■ Work to be completed: Convert every line of the records below into a JSON list of strings, one string per line, skipping blank lines and leaving the pictures out.

┌──

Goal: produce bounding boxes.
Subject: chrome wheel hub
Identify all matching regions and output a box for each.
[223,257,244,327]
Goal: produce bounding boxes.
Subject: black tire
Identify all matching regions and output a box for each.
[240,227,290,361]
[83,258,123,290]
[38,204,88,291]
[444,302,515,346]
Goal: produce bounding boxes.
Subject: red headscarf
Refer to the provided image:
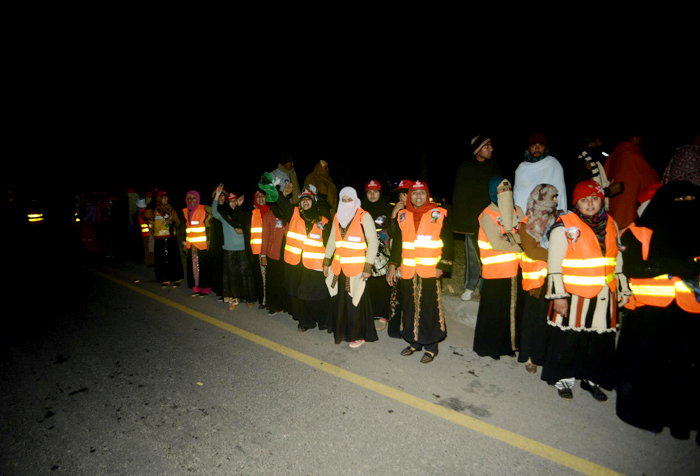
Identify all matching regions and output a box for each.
[406,180,437,215]
[253,190,270,217]
[406,180,437,231]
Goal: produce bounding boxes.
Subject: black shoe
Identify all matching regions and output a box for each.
[581,380,608,402]
[557,388,574,400]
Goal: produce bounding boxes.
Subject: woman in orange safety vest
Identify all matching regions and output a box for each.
[182,190,212,297]
[542,180,629,402]
[270,184,331,332]
[386,180,453,364]
[615,182,700,441]
[136,197,156,268]
[473,177,523,360]
[518,184,563,373]
[323,187,379,349]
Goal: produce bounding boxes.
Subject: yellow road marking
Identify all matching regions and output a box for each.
[91,268,621,476]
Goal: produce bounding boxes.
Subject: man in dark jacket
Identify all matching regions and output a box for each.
[452,135,501,301]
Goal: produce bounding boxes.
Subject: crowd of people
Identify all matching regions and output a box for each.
[76,133,700,438]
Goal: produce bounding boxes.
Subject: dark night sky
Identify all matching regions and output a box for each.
[10,91,692,216]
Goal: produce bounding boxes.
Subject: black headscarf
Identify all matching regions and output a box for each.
[361,190,394,228]
[637,182,700,261]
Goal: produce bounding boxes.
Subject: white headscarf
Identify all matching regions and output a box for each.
[335,187,360,228]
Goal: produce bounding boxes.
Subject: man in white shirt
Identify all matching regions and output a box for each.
[513,134,567,212]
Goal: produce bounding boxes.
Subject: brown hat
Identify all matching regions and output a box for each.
[472,136,491,155]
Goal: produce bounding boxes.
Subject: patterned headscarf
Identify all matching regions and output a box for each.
[335,187,361,228]
[525,183,563,248]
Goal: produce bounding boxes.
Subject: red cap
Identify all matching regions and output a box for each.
[637,183,661,203]
[574,180,605,203]
[365,180,382,192]
[408,180,428,192]
[392,180,413,192]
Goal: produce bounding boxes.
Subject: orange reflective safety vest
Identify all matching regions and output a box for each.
[520,217,547,291]
[250,208,262,255]
[182,205,207,250]
[397,207,447,279]
[331,208,367,277]
[622,224,700,314]
[284,207,328,270]
[559,213,618,299]
[478,207,520,279]
[139,208,150,236]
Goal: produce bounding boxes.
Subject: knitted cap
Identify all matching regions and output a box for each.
[574,180,605,203]
[527,134,547,147]
[392,180,413,192]
[299,184,316,202]
[365,180,382,191]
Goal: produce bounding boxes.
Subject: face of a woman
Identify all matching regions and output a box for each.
[576,195,603,217]
[367,190,379,203]
[411,190,428,207]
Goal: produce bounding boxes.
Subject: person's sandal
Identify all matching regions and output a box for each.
[349,339,365,349]
[581,380,608,403]
[420,350,436,364]
[557,388,574,400]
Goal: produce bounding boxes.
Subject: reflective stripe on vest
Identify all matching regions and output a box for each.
[397,207,447,279]
[477,207,520,279]
[625,274,700,314]
[331,208,367,277]
[284,207,306,265]
[520,217,547,291]
[182,205,207,250]
[250,208,262,255]
[621,224,700,314]
[139,208,150,236]
[301,217,328,271]
[559,213,618,299]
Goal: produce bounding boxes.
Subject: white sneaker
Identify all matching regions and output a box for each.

└──

■ Task solution:
[
  "Goal: produce bounding boxes.",
  "Subject: chrome wheel hub",
  "Identify all matching regions and output a box for each.",
  "[223,257,244,327]",
  "Goal: produce bounding boxes.",
  "Subject: black tire",
  "Identify all matching regions and output a box for each.",
  "[240,227,290,361]",
  "[83,258,123,290]",
  "[38,204,88,291]",
  "[444,302,515,346]",
  "Goal: produce bounding boxes.",
  "Subject: red headscarf",
  "Refer to the provided image:",
  "Identify all matching regions and output a box for each.",
  "[406,180,437,215]",
  "[253,190,270,217]",
  "[406,180,437,231]",
  "Goal: produce bounding boxes.",
  "Subject: black shoe",
  "Identify all matching regions and output a box for each.",
  "[581,380,608,402]",
  "[557,388,574,400]",
  "Goal: produce bounding boxes.",
  "Subject: woman in orange safety vest",
  "Identify all matching regions and output a box for each.",
  "[182,190,212,297]",
  "[542,180,629,402]",
  "[270,184,331,332]",
  "[386,180,453,364]",
  "[615,182,700,441]",
  "[136,197,156,268]",
  "[473,177,523,360]",
  "[518,184,563,373]",
  "[323,187,379,349]",
  "Goal: produce bounding boxes.",
  "Subject: yellow road marking",
  "Identify all matching regions and output a box for each.",
  "[91,268,621,476]",
  "Goal: produce bounding boxes.",
  "Subject: man in dark jacket",
  "Identify all matching regions and output a box for each.",
  "[452,135,501,301]",
  "Goal: produce bounding boxes.",
  "Subject: crowd of people",
  "Identify all matching regions and output a box for each.",
  "[76,133,700,438]",
  "Goal: produce bounding boxes.",
  "Subject: dark night sky",
  "Identify all matching regions and output a box for each.",
  "[10,91,692,216]",
  "Goal: produce bounding boxes.",
  "Subject: black headscarf",
  "Identify all matching regions and output a box for each.",
  "[361,190,394,228]",
  "[637,182,700,261]",
  "Goal: produce bounding boxes.",
  "Subject: white headscarf",
  "Identify all matching regions and output a box for each.",
  "[335,187,360,228]",
  "Goal: produce bounding boxes.",
  "Subject: man in white shirt",
  "Identify all matching regions and output a box for each.",
  "[513,134,567,212]",
  "Goal: produce bounding boxes.",
  "Subject: brown hat",
  "Identify all matching regions and output a box for each.",
  "[472,136,491,155]",
  "Goal: produce bounding boxes.",
  "Subject: patterned headscarf",
  "Identify all matching regions and output a box for each.",
  "[335,187,361,228]",
  "[525,183,563,248]",
  "Goal: produce bounding boxes.",
  "Subject: red cap",
  "Identify all matching regions and output a box for each.",
  "[637,183,661,203]",
  "[574,180,605,203]",
  "[365,180,382,192]",
  "[408,180,428,192]",
  "[392,180,413,192]",
  "Goal: produce bounding boxes.",
  "Subject: orange reflective safety vest",
  "Identify all matching regions and output a box for each.",
  "[520,217,547,291]",
  "[250,208,262,255]",
  "[182,205,207,250]",
  "[397,207,447,279]",
  "[331,208,367,277]",
  "[622,224,700,314]",
  "[284,207,328,270]",
  "[559,213,618,299]",
  "[478,207,520,279]",
  "[139,208,150,236]",
  "Goal: produce bounding boxes.",
  "Subject: knitted cap",
  "Identify all matching regions and output a box for each.",
  "[574,180,605,203]",
  "[527,134,547,147]",
  "[392,180,413,192]",
  "[299,184,316,202]",
  "[365,180,382,191]",
  "Goal: produce bounding boxes.",
  "Subject: face of a woman",
  "Identify all matching regions and output a box for each.",
  "[576,195,603,217]",
  "[367,190,379,203]",
  "[411,190,428,207]",
  "Goal: produce bounding boxes.",
  "Subject: person's sandal",
  "Identify all matching regions and output a box for each.",
  "[349,339,365,349]",
  "[581,380,608,403]",
  "[420,350,436,364]",
  "[557,388,574,400]",
  "Goal: produce bounding boxes.",
  "Subject: reflective stripe on vest",
  "Identify all matching regions and output a box for each.",
  "[397,207,447,279]",
  "[477,207,520,279]",
  "[625,274,700,314]",
  "[331,208,367,277]",
  "[284,207,306,265]",
  "[520,217,547,291]",
  "[182,205,207,250]",
  "[250,208,262,255]",
  "[621,224,700,314]",
  "[139,208,150,236]",
  "[301,217,328,271]",
  "[559,213,618,299]",
  "Goal: produce bounding boxes.",
  "Subject: white sneaker",
  "Identify all matching regions and output a box for each."
]